* [Trecho do documento]
==============================
Nos últimos 114 dias, desde a confirmação do primeiro caso de coronavírus no Brasil, a Fundação Nacional do Índio (Funai) gastou apenas R$ 6,6 milhões em medidas para proteger a população indígena da doença. O valor corresponde a 1,18% do orçamento anual da entidade, que é de R$ 507 milhões. Os dados foram obtidos pelo Brasil de Fato via Lei de Acesso à Informação (LAI).

O investimento per capita, se o valor for dividido pelos 800 mil indígenas que vivem no país, de acordo com o Instituto Brasileiro de Geografia e Estatística (IBGE), é de R$ 8,35. Isso significa que no período da pandemia, cada indígena recebeu R$ 0,07 por dia da Funai. O valor foi criticado por algumas das principais entidades que defendem os direitos dos povos originários.

Luiz Eloy Terena, representante da Articulação dos Povos Indígenas do Brasil (Apib), afirmou que a entidade recebeu a notícia com pesar, mas “não com surpresa”. “É a constatação dessa política genocida, especialmente em relação aos povos indígenas, que está sendo implementada no âmbito do governo Bolsonaro, que é um governo declaradamente de anti-indígena.”

A Apib mantém uma plataforma online que produz, diariamente, um boletim epidemiológico que traz dados referentes à proliferação da covid-19 nas aldeias. De acordo com os números da entidade, da última quinta-feira (18), são 6.093 indígenas contaminados com coronavírus e 301 óbitos.

Investimentos não-realizados

Para o secretário executivo do Conselho Indigenista Missionário (Cimi), Antônio Eduardo Cerqueira, o governo é responsável pelas mortes entre os povos originários e poderia ter evitado esses óbitos com investimentos que freassem o acesso de não-indígenas nas aldeias.

“Uma das coisas que achamos fundamental é a proteção dos territórios, era justamente ajudar os indígenas que estavam estabelecendo as barreiras sanitárias e ao mesmo estabelecer maior fiscalização, para impedir invasão aos territórios. Isso não foi feito”, argumenta Cerqueira.

Ana Lúcia Pontes, coordenadora do Grupo Técnico de Saúde Indígena (GTSI) da Associação Brasileira de Saúde Coletiva (Abrasco), lamenta a fragilidade da Funai durante o governo do presidente Jair Bolsonaro (sem partido)

“As instituições indigenistas vinham, desde o ano passado, particularmente a Funai, num processo de desmonte e enfraquecimento, com cortes orçamentários, diminuição de suas estruturas, que iriam comprometer a atuação regular do órgão”, explica Pontes.
==============================
Itens armazenados
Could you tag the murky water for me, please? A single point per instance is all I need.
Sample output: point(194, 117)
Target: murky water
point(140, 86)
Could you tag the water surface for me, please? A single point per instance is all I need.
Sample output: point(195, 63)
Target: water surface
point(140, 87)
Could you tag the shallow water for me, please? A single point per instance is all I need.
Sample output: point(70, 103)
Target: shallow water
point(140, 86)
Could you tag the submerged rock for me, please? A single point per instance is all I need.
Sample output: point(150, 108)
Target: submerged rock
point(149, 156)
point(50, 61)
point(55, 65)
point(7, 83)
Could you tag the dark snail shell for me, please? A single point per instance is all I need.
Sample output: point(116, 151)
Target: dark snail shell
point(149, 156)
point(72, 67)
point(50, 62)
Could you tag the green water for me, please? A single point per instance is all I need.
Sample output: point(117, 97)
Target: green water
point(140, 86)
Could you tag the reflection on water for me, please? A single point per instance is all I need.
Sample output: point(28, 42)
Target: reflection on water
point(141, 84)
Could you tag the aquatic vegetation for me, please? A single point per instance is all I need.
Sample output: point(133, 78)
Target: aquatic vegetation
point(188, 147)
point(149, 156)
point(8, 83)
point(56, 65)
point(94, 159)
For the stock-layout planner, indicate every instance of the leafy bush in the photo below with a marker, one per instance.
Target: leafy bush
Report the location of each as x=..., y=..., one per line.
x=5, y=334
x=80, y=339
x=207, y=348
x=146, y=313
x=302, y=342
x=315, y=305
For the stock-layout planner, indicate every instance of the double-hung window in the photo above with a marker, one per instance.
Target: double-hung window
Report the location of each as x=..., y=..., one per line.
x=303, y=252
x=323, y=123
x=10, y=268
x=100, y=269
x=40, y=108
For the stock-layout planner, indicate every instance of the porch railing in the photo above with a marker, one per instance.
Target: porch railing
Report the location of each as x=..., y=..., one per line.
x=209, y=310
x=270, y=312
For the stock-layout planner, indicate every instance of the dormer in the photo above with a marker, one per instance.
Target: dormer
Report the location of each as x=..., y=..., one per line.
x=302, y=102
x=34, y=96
==============================
* [Enunciado da tarefa]
Dê continuidade à reportagem sobre os gastos da Funai na pandemia a partir da última frase apresentada. Os dados constituem material à parte e não pertencem à reportagem sobre os gastos da Funai na pandemia.

* [Resposta à tarefa]
Cestas básicas

Os recursos utilizados pela Funai não seriam para medidas como tratamento e assistência médica. Para essa finalidade, existe a Secretaria Especial de Saúde Indígena (Sesai), vinculada ao Ministério da Saúde, que atende aos 34 Distritos Sanitários Especiais Indígenas (DSEIs).

De acordo com o portal Transparência Brasil, R$ 3,9 milhões, ou 59% dos R$ 6,6 milhões, foram gastos com cestas básicas; R$ 1,4 milhões com combustível e lubrificante para os carros da Funai; R$ 534 mil com produtos de higiene e limpeza; R$ 124 mil para peças de reposição e apenas R$ 65 mil em equipamentos de proteção.

Cerqueira, secretário do Cimi, reconhece a importância das cestas básicas, mas critica a demora da medida. “Com relação à alimentação, ela chegou tarde. Quando chegou, o coronavírus já estava instalado nas aldeias e boa parte dos indígenas tiveram que sair para buscar essa ajuda fora”, lamentou.

Eloy Terena lamentou a falta de investimento em estrutura e insiste que a Funai poderia utilizar mais recursos com outras finalidades, “que devem ser a preocupação da entidade”. “Poderiam colocar bloqueios nas terras com presença de índios isolados, combater o garimpo e desmatamento ilegal e perfurar poços nas áreas que não tem acesso a água, especialmente nos territórios dos povos Guarani e Kaiowá.”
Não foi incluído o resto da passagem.